### Data to process ###
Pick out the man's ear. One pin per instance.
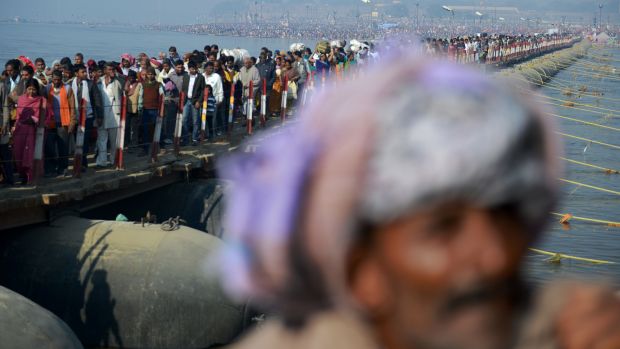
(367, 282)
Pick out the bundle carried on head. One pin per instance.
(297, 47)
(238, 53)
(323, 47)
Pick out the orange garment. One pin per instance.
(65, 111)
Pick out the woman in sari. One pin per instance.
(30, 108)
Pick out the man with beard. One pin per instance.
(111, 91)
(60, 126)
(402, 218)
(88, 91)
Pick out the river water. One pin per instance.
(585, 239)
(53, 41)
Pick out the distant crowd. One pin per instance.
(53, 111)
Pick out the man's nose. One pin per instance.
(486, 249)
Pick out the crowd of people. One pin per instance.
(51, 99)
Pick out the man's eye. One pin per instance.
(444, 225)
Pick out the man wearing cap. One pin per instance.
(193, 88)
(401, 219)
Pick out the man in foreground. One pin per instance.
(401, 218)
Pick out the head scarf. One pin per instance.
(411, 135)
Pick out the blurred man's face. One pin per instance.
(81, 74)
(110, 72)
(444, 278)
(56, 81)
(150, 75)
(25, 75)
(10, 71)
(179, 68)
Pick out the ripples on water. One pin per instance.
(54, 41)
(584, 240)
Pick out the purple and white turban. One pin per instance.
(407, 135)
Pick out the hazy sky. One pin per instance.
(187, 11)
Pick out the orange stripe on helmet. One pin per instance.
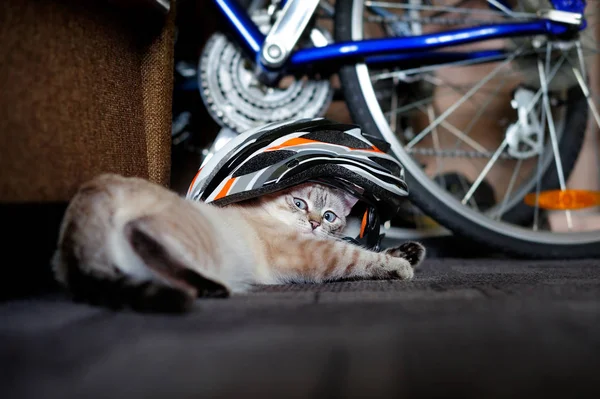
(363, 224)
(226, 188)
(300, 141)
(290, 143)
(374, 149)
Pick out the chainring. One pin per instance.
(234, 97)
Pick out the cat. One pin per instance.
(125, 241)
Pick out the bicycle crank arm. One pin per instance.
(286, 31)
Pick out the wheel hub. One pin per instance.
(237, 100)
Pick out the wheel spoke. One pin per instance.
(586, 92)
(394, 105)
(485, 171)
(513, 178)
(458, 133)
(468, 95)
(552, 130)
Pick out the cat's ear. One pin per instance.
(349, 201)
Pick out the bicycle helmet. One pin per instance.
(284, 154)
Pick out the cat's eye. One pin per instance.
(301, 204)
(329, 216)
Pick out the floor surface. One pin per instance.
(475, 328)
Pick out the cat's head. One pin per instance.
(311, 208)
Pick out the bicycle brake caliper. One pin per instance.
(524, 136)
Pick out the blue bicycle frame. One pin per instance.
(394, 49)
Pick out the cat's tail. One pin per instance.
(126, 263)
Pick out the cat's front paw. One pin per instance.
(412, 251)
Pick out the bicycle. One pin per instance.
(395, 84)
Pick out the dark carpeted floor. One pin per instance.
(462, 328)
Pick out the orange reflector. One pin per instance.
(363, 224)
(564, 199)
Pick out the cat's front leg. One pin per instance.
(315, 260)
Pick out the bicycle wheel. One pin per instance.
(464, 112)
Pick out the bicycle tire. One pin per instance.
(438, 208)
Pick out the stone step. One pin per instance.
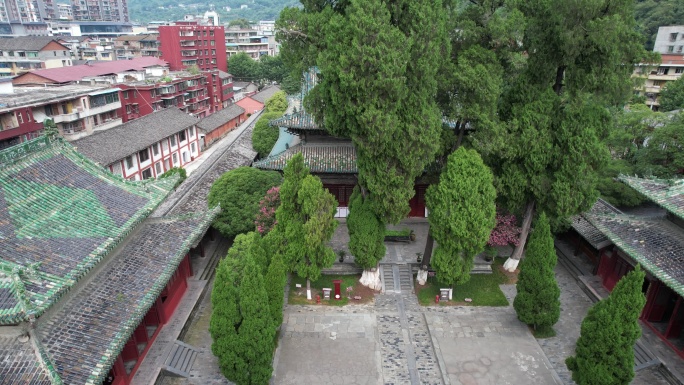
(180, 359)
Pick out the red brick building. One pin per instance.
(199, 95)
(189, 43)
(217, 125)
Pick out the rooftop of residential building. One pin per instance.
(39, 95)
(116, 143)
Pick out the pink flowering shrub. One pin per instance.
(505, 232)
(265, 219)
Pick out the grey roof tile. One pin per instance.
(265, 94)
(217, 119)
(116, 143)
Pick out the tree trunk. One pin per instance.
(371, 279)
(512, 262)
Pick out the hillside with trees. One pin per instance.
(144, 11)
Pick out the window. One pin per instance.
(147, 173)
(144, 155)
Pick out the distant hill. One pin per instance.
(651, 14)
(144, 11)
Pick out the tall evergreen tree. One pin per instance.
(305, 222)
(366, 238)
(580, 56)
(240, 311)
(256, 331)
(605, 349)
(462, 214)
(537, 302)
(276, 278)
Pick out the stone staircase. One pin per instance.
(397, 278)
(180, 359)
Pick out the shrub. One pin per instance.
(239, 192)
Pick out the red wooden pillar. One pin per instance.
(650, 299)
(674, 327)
###
Using the records above, retype everything exactly except the pictures.

Result of the exercise »
Pick out the man's ear. One pin per instance.
(367, 282)
Pick out the bundle carried on head. One pin per instance.
(297, 47)
(238, 53)
(323, 47)
Pick out the orange garment. One pin per instance.
(65, 111)
Pick out the woman in sari. One pin per instance.
(30, 108)
Pick out the man with beard. One pin per instance.
(111, 91)
(60, 126)
(402, 218)
(88, 91)
Pick out the river water. One pin per instance.
(585, 239)
(53, 41)
Pick out the distant crowd. One pin per instance.
(53, 111)
Pick out the man's nose. One pin per instance.
(486, 249)
Pick out the crowd of people. One pin per instance.
(51, 99)
Pick out the man's eye. One pin per instance.
(444, 225)
Pick out the man wearing cap. One pin per instance.
(193, 88)
(401, 219)
Pick out the man in foreground. One pin per instance.
(401, 218)
Pick out the head scarf. One pin per instance.
(411, 135)
Pick out the blurred man's face. One pin per instance.
(81, 74)
(110, 72)
(444, 278)
(56, 81)
(150, 75)
(25, 75)
(10, 71)
(179, 68)
Pick out the ripples on water. One pin per instance.
(54, 41)
(584, 240)
Pick out the purple and white turban. One pin per instance.
(407, 135)
Pick out the hazy sky. One pin per instance.
(187, 11)
Pick out the orange stripe on helmet. One pin per instance.
(363, 224)
(226, 188)
(300, 141)
(290, 143)
(374, 149)
Pick out the chainring. One pin per instance.
(234, 97)
Pick out the cat. One pin per instance.
(125, 241)
Pick out the bicycle crank arm. One pin per instance.
(286, 31)
Pick out the wheel hub. One pin per instance.
(237, 100)
Pick out the wheel spoke. One pin per instance.
(586, 92)
(394, 105)
(485, 171)
(513, 178)
(458, 133)
(468, 95)
(552, 130)
Pick out the cat's ear. One pin per instance.
(349, 201)
Pick out the bicycle helmet. One pin per instance.
(284, 154)
Pick out the cat's eye. One pin per instance.
(301, 204)
(329, 216)
Pick out the floor surface. One pin per instance.
(475, 328)
Pick out the cat's head. One pin per instance.
(311, 208)
Pick out the bicycle brake caliper. One pin per instance.
(524, 136)
Pick out the blue bicycle frame. One pin per instance.
(394, 49)
Pick out the cat's tail. One pin per instance.
(126, 263)
Pick out the cat's front paw. One pin per instance.
(412, 251)
Pick out the bicycle. One pin per instance.
(395, 84)
Pick out the dark carpeted floor. One pin per instance.
(462, 328)
Pick out the orange reflector. One pin per instance.
(363, 224)
(564, 199)
Pick out the cat's front leg. One pin per instance.
(315, 260)
Pick out the bicycle wheel. One pin per instance.
(464, 112)
Pick out the bicycle tire. One pin per instance.
(438, 208)
Pick out the stone step. One pin per instance.
(180, 359)
Pick out the red brick building. One pin per instance.
(199, 95)
(189, 43)
(217, 125)
Pick out the rooftop of residential building. One pin per instance.
(39, 95)
(116, 143)
Pick out the pink flowering shrub. One pin per instance.
(505, 232)
(265, 219)
Pick out the grey roof tile. One pin per instance.
(265, 94)
(217, 119)
(116, 143)
Pick out the tree trunk. One pin per instance.
(371, 279)
(512, 262)
Pick out the hillside with trees. One pin per instance.
(144, 11)
Pick out the window. One pin per instance.
(147, 173)
(144, 155)
Pick out the distant hill. One pin per instance.
(651, 14)
(144, 11)
Pick out the tall evergreen tree. One pin per instance.
(305, 222)
(366, 238)
(580, 56)
(240, 311)
(256, 331)
(605, 349)
(462, 214)
(537, 302)
(276, 278)
Pick out the stone staircase. One pin per instance.
(397, 278)
(180, 359)
Pick out the shrub. One pin per instance.
(239, 192)
Pick out the red wooden pillar. One pin per instance.
(650, 299)
(674, 327)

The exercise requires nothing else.